### Exercise objective
The entries below must be retyped exactly. Pictures are to be omitted.
++++++
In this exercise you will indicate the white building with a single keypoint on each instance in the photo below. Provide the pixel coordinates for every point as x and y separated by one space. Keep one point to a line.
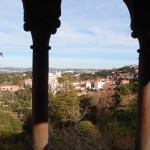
88 85
53 80
28 82
98 85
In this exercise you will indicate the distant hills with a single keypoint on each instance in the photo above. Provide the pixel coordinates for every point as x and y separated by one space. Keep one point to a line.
14 69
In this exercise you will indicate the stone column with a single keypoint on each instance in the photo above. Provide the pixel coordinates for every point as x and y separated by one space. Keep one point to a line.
41 19
140 24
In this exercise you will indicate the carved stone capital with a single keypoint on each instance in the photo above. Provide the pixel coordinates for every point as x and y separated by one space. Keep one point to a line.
140 23
42 14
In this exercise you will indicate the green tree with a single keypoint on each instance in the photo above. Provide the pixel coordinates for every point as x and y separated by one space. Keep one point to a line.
64 108
120 92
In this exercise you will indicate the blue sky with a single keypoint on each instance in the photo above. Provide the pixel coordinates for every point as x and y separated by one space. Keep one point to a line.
93 34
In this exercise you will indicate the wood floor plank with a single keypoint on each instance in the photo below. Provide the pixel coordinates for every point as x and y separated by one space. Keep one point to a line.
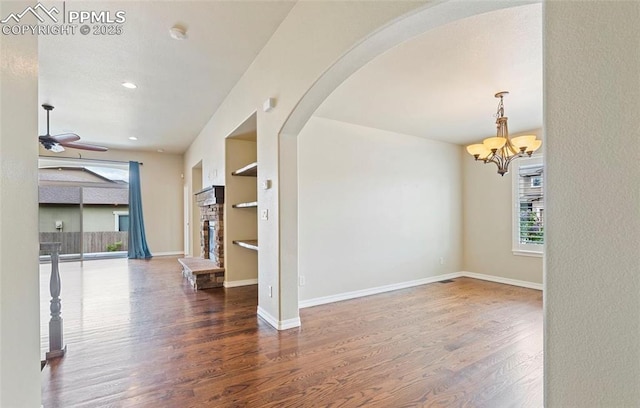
139 336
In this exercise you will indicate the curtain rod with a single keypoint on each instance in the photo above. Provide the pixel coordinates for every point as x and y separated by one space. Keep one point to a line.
82 158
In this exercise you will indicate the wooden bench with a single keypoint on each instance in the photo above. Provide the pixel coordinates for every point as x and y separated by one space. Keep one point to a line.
202 273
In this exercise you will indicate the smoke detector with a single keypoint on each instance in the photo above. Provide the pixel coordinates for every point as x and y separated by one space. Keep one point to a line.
178 32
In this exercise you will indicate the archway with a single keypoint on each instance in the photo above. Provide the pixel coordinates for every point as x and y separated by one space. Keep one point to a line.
427 18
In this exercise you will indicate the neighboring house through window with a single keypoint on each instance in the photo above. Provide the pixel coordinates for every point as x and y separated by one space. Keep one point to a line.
121 220
528 206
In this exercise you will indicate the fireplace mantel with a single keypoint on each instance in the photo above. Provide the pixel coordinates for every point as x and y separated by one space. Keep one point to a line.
210 196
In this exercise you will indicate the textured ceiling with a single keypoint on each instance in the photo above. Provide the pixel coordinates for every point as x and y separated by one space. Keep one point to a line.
180 83
441 85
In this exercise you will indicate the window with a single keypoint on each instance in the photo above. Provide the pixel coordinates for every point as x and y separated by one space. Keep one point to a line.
528 210
121 220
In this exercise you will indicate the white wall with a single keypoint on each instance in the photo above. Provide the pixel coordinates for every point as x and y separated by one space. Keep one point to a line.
592 263
162 194
375 208
488 224
19 275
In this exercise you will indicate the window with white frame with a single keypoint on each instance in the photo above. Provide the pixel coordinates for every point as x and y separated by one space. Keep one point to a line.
528 206
121 219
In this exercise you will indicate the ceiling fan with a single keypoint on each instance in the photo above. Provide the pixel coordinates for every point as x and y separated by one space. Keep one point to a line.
57 143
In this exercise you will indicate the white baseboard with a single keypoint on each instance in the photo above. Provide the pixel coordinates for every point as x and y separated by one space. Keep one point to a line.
235 284
499 279
403 285
171 253
373 291
278 324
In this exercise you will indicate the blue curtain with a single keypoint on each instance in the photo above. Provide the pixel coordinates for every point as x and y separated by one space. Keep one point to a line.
137 240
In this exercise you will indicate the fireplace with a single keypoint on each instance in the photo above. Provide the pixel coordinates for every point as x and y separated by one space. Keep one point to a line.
211 203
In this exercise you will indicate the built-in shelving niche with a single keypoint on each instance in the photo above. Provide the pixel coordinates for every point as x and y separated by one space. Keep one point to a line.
241 196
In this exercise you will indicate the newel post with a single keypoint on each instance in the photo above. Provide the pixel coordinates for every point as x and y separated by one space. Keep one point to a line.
56 343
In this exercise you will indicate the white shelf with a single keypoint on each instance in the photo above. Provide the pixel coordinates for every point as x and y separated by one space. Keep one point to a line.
250 170
247 243
252 204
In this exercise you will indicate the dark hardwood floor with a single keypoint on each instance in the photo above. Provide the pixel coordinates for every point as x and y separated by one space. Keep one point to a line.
138 336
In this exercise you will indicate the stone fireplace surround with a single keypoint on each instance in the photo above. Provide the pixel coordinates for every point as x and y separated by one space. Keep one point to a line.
211 203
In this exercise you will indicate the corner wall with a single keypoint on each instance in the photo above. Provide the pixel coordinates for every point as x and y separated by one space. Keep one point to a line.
488 221
376 208
19 273
592 262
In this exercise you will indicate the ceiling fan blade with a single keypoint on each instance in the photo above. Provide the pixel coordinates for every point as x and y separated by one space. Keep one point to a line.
66 137
56 148
84 146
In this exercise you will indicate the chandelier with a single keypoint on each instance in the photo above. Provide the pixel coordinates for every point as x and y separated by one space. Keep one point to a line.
501 149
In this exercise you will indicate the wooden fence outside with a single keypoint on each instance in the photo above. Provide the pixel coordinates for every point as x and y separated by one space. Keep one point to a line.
72 242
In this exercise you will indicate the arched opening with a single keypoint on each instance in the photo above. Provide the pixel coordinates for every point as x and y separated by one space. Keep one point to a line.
428 19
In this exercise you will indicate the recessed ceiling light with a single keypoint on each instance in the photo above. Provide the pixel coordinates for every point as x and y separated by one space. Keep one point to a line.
178 33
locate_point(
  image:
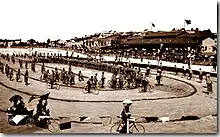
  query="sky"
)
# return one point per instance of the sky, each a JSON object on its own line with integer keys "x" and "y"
{"x": 66, "y": 19}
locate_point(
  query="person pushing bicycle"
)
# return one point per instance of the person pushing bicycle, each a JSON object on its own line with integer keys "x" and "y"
{"x": 125, "y": 114}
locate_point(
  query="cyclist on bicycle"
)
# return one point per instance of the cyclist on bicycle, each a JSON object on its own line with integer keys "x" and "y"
{"x": 56, "y": 74}
{"x": 125, "y": 114}
{"x": 26, "y": 77}
{"x": 147, "y": 71}
{"x": 41, "y": 111}
{"x": 200, "y": 75}
{"x": 89, "y": 84}
{"x": 46, "y": 75}
{"x": 18, "y": 75}
{"x": 80, "y": 76}
{"x": 95, "y": 80}
{"x": 145, "y": 82}
{"x": 52, "y": 76}
{"x": 158, "y": 77}
{"x": 103, "y": 79}
{"x": 209, "y": 83}
{"x": 114, "y": 80}
{"x": 42, "y": 68}
{"x": 63, "y": 73}
{"x": 11, "y": 74}
{"x": 121, "y": 80}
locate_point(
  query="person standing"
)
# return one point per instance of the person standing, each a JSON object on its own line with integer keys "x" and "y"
{"x": 18, "y": 75}
{"x": 11, "y": 74}
{"x": 95, "y": 80}
{"x": 200, "y": 75}
{"x": 209, "y": 83}
{"x": 26, "y": 78}
{"x": 103, "y": 79}
{"x": 121, "y": 81}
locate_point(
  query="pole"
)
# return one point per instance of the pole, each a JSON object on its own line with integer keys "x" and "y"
{"x": 127, "y": 125}
{"x": 184, "y": 24}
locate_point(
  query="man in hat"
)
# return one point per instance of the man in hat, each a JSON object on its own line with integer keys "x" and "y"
{"x": 209, "y": 83}
{"x": 18, "y": 75}
{"x": 200, "y": 75}
{"x": 103, "y": 79}
{"x": 26, "y": 78}
{"x": 125, "y": 114}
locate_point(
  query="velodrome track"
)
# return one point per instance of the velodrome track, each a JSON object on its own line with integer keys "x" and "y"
++++++
### Solution below
In this exercise you will indicate the white building with a single keypoint on each instance in the photo below. Provide the pixel coordinates for every point as x and y separated by one space. Keep one point to a line.
88 85
53 80
28 82
98 85
In this exercise you will indicate the distant hills with a single keypoint on each instance in the photo above. Provide the pixel coordinates for every point as x and y separated by one space. Keep one point to a line.
14 69
In this exercise you will indicate the stone column with a single keypoint on each instance in the photo above. Provide the pixel coordinates for every point as x and y separated by one space. Keep one point to a line.
41 19
140 24
In this exercise you will indicate the carved stone capital with a single keypoint on each instance in the photo above. Provide the pixel coordinates for every point as x and y separated by one space. Keep one point to a line.
140 23
42 14
In this exercise you will indicate the green tree with a single keypoint on each instance in the photo above. Provide the pixel coordinates for every point as x and y separated by one space. Keep one point to a line.
64 108
120 92
In this exercise you will indicate the blue sky with a single keypoint on each instance in the photo above. Provide the pixel coordinates for every point as x and y separated by one space. Keep one point to a line.
93 34
In this exercise you will indicate the wood floor plank with a single keypoint on each instance in the photo below. Provide the pixel coordinates for every point as x and y separated by one space. Keep one point to a line.
139 336
In this exercise you will indicate the curtain rod with a single keypoint on each instance in the photo above. Provide the pixel coordinates for every point as x and y separated by one space. Keep one point to a line.
82 158
In this exercise you will indicate the wooden bench with a single keypoint on each instance in the photo above. Provide the pixel coordinates for every point as x and y separated by one space. Keep one point to a line.
202 273
In this exercise you will indicate the smoke detector with a single keypoint on each instance in the photo above. Provide the pixel coordinates for every point as x and y separated by one space. Keep one point to a line.
178 32
In this exercise you will indicate the archway with a single keypoint on each instance in the photo above. Provide the pixel coordinates for every point as x and y separated by one space. Keep one point to a line.
427 18
In this exercise you will indicate the neighboring house through window with a single keypoint on each instance in the photo above. Provide the pixel coordinates for every point as x and y separated by one space. Keep one point to a line.
121 220
528 206
In this exercise you will indicate the fireplace mantel with a single keypoint on each instance in the photo above. Provide the pixel coordinates for every point as x and y separated by one space. Keep one point to a line.
210 196
In this exercise you will indicate the textured ceiling with a single keypoint on each instance in the photo above. Provide the pixel coordinates for every point as x and y separated by one space. Keep one point to a line.
180 83
441 85
In this exercise you will indicate the window with a single keypoint on each instance in the photo above. Provide the pixel coordinates for every point as x and y separated by one space. Keep one point to a line.
528 210
121 220
In this exercise you will indicate the white wall with a single keypoint on each instance in the photo above. Provide the pixel coordinates for every point as x and y separated by one space. Keep one point to a line.
592 263
162 194
375 208
488 224
19 275
In this exercise you will indicate the window with white frame with a single keypoint on each instance in the photo above. Provide the pixel coordinates for every point as x and y separated by one space. Keep one point to a line.
528 206
121 219
In this exercise you will indicate the ceiling fan with a single keypoint on each instance in the photo above. Provide the pixel coordinates for every point as x and y separated by one space. Keep one point to a line.
57 143
In this exercise you will indicate the white baseboard with a single keypoint on each instance in the photo above. Provide the pixel coordinates for every point as x and y separated by one space. Keep one point to a line.
235 284
499 279
403 285
171 253
373 291
278 324
In this exercise you will indicate the blue curtain with a single keypoint on each instance in the photo above. Provide the pixel coordinates for every point as x and y separated by one space. Keep one point to a line.
137 240
In this exercise you will indicate the fireplace with a single keypoint on each instance in the photo above. Provide the pixel coordinates for every point as x and y separated by one space. Keep one point to a line.
211 203
In this exercise you will indicate the built-in shelving niche with a single keypoint on each instance in the photo above. Provide the pixel coordinates for every point as x and y separated by one space. Keep one point to a line.
241 196
In this exercise you will indicate the newel post with a single keypoint on each instance in the photo above. Provide the pixel coordinates for every point as x and y separated by one space. Keep one point to a line.
56 343
In this exercise you will indicate the white shelf with a single keypoint on each instance in the photo above. Provide the pixel coordinates for every point as x and y separated by one space. Keep one point to a line.
250 170
247 243
252 204
In this exercise you will indicate the dark hardwood floor with a single keypoint on each instance in the photo above. Provide the pixel coordinates for every point as x and y separated by one space. Keep one point to a line.
138 336
In this exercise you will indicate the stone fireplace surround with a single keypoint on each instance in the photo above. Provide the pixel coordinates for every point as x and y separated by one space. Keep one point to a line.
211 203
In this exercise you will indicate the corner wall with a single keypoint on each instance in the photo above. Provide the pixel coordinates for every point as x and y separated by one space. Keep one point to a line.
488 221
376 208
19 273
592 262
In this exercise you will indicate the ceiling fan blade with a single keypoint on each instance in the photo above. Provide the pixel coordinates for every point as x and y separated by one space. Keep one point to a line.
66 137
56 148
84 146
In this exercise you will indicate the chandelier with a single keypoint on each instance in the photo above. Provide the pixel coordinates for every point as x and y separated by one space. Keep one point to a line.
501 149
In this exercise you will indicate the wooden fence outside with a single keypoint on each instance in the photo above. Provide the pixel coordinates for every point as x and y separated by one space. Keep one point to a line.
72 242
In this exercise you will indicate the arched opening with a single keypoint on each instance in the photo above. Provide the pixel coordinates for every point as x and y separated by one space. Keep one point to a line.
428 19
In this exercise you will indicate the recessed ceiling light with a single keypoint on each instance in the photo above. Provide the pixel coordinates for every point as x and y separated by one space. Keep one point to a line.
178 33
locate_point(
  image:
  query="sky"
)
# return one point per instance of the sky, each a JSON object on its own line with integer keys "x" and "y"
{"x": 66, "y": 19}
locate_point(
  query="person pushing bicycle"
)
# return one point per instance of the person pushing bicycle, each a JSON object on its own line with integer keys "x" and "y"
{"x": 125, "y": 114}
locate_point(
  query="cyclist on bicycle"
)
# return one point per instance of the cyclist on bicycle, each a JSON object on its own line with integer keys "x" and "y"
{"x": 56, "y": 74}
{"x": 125, "y": 114}
{"x": 26, "y": 77}
{"x": 147, "y": 71}
{"x": 41, "y": 111}
{"x": 200, "y": 75}
{"x": 89, "y": 84}
{"x": 46, "y": 75}
{"x": 18, "y": 75}
{"x": 80, "y": 76}
{"x": 95, "y": 80}
{"x": 145, "y": 82}
{"x": 52, "y": 76}
{"x": 158, "y": 77}
{"x": 103, "y": 79}
{"x": 209, "y": 83}
{"x": 114, "y": 80}
{"x": 42, "y": 68}
{"x": 63, "y": 73}
{"x": 11, "y": 74}
{"x": 121, "y": 80}
locate_point(
  query="person standing"
)
# return one point per instance of the person standing, each a JSON object on its own line with integer keys "x" and "y"
{"x": 18, "y": 75}
{"x": 11, "y": 74}
{"x": 95, "y": 80}
{"x": 200, "y": 75}
{"x": 209, "y": 83}
{"x": 26, "y": 78}
{"x": 103, "y": 79}
{"x": 121, "y": 81}
locate_point(
  query="pole"
)
# return one point per instance of the pole, each a JSON object on its own line with integer keys "x" and "y"
{"x": 127, "y": 125}
{"x": 184, "y": 24}
locate_point(
  query="man in hat"
)
# return one point per instance of the man in hat, each a JSON object on its own line with integer keys "x" and "y"
{"x": 209, "y": 83}
{"x": 18, "y": 75}
{"x": 200, "y": 75}
{"x": 103, "y": 79}
{"x": 26, "y": 78}
{"x": 125, "y": 114}
locate_point(
  query="velodrome track"
)
# return one point per instance of the velodrome track, each a JSON object on its own line with integer keys "x" and "y"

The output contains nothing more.